The task. Return the material below in full and exactly.

Material provided.

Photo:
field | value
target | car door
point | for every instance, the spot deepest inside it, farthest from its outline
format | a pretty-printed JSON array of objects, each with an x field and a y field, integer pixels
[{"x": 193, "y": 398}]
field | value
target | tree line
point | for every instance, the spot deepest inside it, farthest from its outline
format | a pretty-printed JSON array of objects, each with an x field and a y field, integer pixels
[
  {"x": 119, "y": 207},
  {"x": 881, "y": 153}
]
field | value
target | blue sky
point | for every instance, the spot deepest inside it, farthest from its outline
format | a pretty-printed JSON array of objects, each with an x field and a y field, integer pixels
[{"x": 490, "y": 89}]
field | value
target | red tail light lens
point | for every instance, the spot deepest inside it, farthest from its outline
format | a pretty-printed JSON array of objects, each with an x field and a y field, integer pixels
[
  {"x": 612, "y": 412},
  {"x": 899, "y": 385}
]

Solution.
Photo:
field | value
target | car door
point | for every instance, the spot deepest inside it, farthest from its outline
format | a pretty-printed JSON array of objects, each with an x field and a y field, integer pixels
[{"x": 193, "y": 398}]
field | value
target | tree line
point | for every instance, the spot deepest inside it, farthest from its outline
format | a pretty-printed JSON array of objects, each with an x field and a y field, integer pixels
[
  {"x": 119, "y": 207},
  {"x": 881, "y": 153}
]
field | value
target | blue sky
point | for every instance, the spot deepest inside it, farthest from its outline
format | a pretty-printed JSON array of objects, each with an x field and a y field, integer pixels
[{"x": 490, "y": 89}]
field | value
target | red tail light lens
point | for every instance, the spot deepest inside it, farthest from its outline
format | a pretty-printed JSON array of objects, each with an x field and a y field, integer pixels
[
  {"x": 612, "y": 412},
  {"x": 899, "y": 385}
]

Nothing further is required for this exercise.